**Zu lösende Aufgaben**
1. Beantworte zum Text über das Heilige Kreuz die folgenden Fragen, jede in einer eigenen Zeile:
(a) Wo befinden sich die zwei kleinen Holzsplitter?
(b) Wodurch wird die Echtheit ihrer Herkunft nachgewiesen?
(c) Mit welchem Psalm auf den Lippen ist Jesus nach dem Bericht des Evangelisten Markus gestorben?
2. Erkläre in ein bis drei Sätzen, warum der Text über das Heilige Kreuz drei Aussagen von Theologen anführt.
3. Setze den Text über das Heilige Kreuz nach seinem letzten Satz fort.

**Bereitgestellter Text**
++++++++

Vom Geheimnis des heiligen Kreuzes
Auf dem linken Seitenaltar befinden sich in einer Stele zwei kleine Holzsplitter, die von der Kreuzreliquie aus dem Vatikan stammen. In einer Urkunde, die sich im Besitz der Gemeinde befindet, wird die Echtheit dieser Herkunft nachgewiesen. |
Eine Kirche, die den Namen
Heilig Kreuz trägt, ist in besonderer Weise mit den
neutestamentlichen Glaubensaussagen über das Kreuz Jesu
Christi verbunden.
Die Verehrung des Heiligen Kreuzes gehört zu den
Höhepunkten in der Liturgie des Jahresfestkreises. Drei Aussagen von Theologen unserer Tage über das Kreuz
sollen diese Verpflichtungen verdeutlichen.
1. nach Hermann-Josef Venetz: So fing es mit der Kirche an
"Der Evangelist Markus
berichtet, dass Jesus mit dem 22. Psalm auf den Lippen
gestorben sei, mit jenem Psalm, der mit dem Aufschrei
beginnt, Gott habe den Beter verlassen.

++++++++

[Annotationsdaten zur Objektlokalisierung]
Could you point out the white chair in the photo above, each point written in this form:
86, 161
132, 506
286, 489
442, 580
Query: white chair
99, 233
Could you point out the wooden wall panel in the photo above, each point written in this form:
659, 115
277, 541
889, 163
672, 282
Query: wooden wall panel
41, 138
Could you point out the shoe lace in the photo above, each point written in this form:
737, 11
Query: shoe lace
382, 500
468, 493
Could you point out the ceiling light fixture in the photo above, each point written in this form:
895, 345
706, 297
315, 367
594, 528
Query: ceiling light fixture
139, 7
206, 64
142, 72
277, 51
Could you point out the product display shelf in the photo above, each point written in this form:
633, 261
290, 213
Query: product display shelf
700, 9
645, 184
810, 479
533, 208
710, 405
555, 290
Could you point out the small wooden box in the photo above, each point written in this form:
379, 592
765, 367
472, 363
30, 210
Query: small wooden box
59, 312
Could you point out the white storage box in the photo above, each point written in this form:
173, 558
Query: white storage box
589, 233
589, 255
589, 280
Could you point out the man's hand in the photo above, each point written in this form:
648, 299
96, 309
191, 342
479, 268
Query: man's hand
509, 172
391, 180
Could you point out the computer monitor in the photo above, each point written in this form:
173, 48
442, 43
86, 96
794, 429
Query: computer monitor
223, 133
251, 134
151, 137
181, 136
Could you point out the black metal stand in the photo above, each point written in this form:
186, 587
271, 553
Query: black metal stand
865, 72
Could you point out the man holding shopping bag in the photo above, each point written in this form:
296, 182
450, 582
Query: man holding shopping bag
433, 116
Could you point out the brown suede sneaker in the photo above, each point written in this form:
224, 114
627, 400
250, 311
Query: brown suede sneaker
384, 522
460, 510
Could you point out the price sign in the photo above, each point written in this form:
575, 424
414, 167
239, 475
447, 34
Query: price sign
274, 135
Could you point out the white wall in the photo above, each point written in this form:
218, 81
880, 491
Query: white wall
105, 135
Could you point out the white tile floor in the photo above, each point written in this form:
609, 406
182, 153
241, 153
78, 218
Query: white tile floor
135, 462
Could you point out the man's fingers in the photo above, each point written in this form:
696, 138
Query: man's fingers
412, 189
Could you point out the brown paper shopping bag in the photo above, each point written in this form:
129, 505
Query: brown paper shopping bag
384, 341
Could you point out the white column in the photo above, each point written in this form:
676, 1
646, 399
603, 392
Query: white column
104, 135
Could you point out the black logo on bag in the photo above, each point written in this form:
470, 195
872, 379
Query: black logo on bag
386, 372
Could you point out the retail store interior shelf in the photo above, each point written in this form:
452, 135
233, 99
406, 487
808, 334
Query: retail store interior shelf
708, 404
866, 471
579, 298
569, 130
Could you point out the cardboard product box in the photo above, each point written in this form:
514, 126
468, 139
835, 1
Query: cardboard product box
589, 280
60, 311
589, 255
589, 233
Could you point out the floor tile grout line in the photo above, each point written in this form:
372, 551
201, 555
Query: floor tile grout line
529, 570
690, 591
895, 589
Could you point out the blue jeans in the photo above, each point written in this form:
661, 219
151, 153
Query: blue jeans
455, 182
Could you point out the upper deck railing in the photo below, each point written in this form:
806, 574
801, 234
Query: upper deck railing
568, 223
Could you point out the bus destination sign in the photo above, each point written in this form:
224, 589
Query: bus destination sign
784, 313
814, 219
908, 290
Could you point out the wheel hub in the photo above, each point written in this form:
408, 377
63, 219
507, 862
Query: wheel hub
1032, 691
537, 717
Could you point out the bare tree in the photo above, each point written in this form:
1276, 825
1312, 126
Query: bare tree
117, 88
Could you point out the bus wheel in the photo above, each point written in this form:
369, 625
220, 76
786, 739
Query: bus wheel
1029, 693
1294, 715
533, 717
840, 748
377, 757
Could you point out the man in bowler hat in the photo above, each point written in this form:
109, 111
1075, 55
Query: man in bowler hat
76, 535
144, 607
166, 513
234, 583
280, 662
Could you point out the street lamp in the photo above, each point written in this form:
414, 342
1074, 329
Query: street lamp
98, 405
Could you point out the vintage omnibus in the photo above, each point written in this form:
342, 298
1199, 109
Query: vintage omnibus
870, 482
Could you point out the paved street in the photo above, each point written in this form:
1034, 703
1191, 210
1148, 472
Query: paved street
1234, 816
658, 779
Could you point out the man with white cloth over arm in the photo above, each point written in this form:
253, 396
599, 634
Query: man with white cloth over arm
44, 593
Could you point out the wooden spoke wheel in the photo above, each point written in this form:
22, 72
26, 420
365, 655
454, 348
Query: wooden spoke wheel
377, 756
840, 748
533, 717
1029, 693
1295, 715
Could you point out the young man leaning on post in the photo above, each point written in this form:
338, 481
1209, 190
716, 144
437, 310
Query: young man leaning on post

++++++++

**Antworten pro Aufgabe**
1.
(a) Auf dem linken Seitenaltar, in einer Stele.
(b) Durch eine Urkunde, die sich im Besitz der Gemeinde befindet.
(c) Mit dem 22. Psalm.

2. Die drei Aussagen sollen die Verpflichtungen verdeutlichen, die sich für eine Kirche mit dem Namen Heilig Kreuz ergeben. Eine solche Kirche ist in besonderer Weise mit den neutestamentlichen Glaubensaussagen über das Kreuz Jesu Christi verbunden, und die Verehrung des Heiligen Kreuzes gehört zu den Höhepunkten der Liturgie des Jahresfestkreises.

3.
Das Schreckliche am Tode Jesu
sind nicht seine fürchterlichen Leiden, die uns die
Kreuzwege immer wieder vor Augen führen. Das
Schreckliche des Todes Jesu besteht im Tod Jesu selbst:
Derjenige, der sich ganz auf Gott verließ, ist von Gott
verlassen worden. Jesus hat die Welt nicht anders
erfahren, als was Millionen von Menschen vor und nach ihm
erfahren müssen: dass Gott in dieser Welt nicht zu
"haben" ist, dass die erfahrbare Wirklichkeit
dieser Welt die der Gottlosigkeit ist.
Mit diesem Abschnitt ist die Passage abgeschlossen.